**Passage provided**.
----------

V.S. Pragadheesh: Of course. For instance, it is to a plant’s advantage to only allow its seeds to be dispersed once the seeds have reached maturity. That is why unripe fruits (which contain immature seeds) have a strong, acidic odor that repels most seed dispersing agents (birds, mammals, etc.). During ripening, the acids present in the unripe fruits are converted to more volatile chemicals called esters, which impart the fruit with a fresh, ripe scent. This is why a ripe fruit smells better than an unripe one. The smell of ripe fruits attracts birds and mammals to eat the fruit and disperse the seeds at the complete maturity of its seeds.

Plants are Chemists: Can you give us an example of a plant volatile that we might be familiar with?

V.S. Pragadheesh: One common volatile is an ester present in flavours like grape, apple, and citrus. It is called methyl anthranilate (Figure 3). Methyl anthranilate is also found in many flower fragrances such as jasmine, tuberose, lemon, champak, etc. It is also the characteristic flavor of grape candy.

Fig. 3. Methyl anthranilate. This molecule is made up of a carbon ring (black) with a nitrogen atom (blue) attached, as well as two oxygens (red). It is found in many fruits and flowers, has a distinct “grape” flavor, and repels birds.
Plants are Chemists: Interesting! So, what plants make methyl anthranilate and why do they bother to make it anyway?

V.S. Pragadheesh: Corn and grapes are two common species that make methyl anthranilate. Due to its unpalatable nature to birds, methyl anthranilate acts as a defensive compound for plants to protect themselves from birds.

Plants are Chemists: Corn and grapes are two very different plants - one is a vine and the other is in the grass family. If such different plants can both make methyl anthranilate, does that mean that all plants can?

V.S. Pragadheesh: Well, the easy answer is no, not all plants have this ability. There is also a slightly more complicated answer as well - which has to do with the fact that corn and grapes each make methyl anthranilate in a different way. Maize and grapes use different biosynthetic pathways to produce methyl anthranilate. These two plants use different substrates and different enzymes to produce the same compound, methyl anthranilate. This phenomenon is called convergent evolution. It is easy to explain convergent evolution with a common example like flight. Flight has evolved in insects, mammals (bats), and birds: the same trait (flight) evolved in several different classes of organisms.  Convergent evolution onto methyl anthranilate in maize and grapes also a similar process.

----------

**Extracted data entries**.

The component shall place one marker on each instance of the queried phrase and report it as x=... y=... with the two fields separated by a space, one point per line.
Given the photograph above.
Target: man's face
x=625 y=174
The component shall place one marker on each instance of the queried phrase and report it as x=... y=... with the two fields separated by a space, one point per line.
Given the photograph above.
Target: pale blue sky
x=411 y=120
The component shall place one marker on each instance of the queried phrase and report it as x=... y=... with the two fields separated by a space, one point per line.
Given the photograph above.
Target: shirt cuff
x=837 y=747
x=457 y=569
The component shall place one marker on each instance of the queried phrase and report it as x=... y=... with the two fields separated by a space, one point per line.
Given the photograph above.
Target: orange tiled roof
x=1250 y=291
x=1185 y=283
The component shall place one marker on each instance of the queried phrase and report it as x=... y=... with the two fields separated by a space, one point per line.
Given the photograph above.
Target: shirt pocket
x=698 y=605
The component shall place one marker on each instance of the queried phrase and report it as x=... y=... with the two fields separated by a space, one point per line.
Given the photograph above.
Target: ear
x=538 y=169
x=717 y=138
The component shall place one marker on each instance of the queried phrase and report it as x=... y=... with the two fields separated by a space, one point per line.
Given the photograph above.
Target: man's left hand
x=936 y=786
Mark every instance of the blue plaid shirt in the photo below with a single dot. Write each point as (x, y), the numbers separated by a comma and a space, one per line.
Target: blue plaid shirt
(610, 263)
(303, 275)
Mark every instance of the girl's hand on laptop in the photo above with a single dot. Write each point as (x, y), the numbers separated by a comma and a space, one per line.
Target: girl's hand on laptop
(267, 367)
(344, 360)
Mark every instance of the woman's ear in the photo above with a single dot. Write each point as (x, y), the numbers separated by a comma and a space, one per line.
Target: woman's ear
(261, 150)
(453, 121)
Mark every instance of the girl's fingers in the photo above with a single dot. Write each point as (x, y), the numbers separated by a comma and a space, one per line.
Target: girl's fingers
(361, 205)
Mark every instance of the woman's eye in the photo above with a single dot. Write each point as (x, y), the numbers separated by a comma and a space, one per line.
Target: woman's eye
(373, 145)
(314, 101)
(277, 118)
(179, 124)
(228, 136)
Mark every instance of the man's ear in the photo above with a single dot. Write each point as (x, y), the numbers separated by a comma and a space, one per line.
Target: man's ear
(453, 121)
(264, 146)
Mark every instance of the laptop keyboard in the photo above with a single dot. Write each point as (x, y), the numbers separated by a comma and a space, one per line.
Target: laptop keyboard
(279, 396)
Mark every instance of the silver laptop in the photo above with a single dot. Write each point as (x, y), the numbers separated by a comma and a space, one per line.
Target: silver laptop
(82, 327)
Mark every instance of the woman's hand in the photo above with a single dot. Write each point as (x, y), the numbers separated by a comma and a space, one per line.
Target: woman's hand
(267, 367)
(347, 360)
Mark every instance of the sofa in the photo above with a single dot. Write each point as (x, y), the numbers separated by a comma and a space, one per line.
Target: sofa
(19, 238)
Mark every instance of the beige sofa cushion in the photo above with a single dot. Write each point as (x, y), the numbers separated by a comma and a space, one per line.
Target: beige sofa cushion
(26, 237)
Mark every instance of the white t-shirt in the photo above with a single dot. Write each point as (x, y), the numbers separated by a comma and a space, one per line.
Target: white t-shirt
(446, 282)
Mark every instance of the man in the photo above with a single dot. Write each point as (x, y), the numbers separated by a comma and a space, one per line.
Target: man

----------

**Required work**.
In the interview about plant volatiles, what is the name for maize and grapes producing methyl anthranilate through different substrates and enzymes?

**Response**.
Convergent evolution.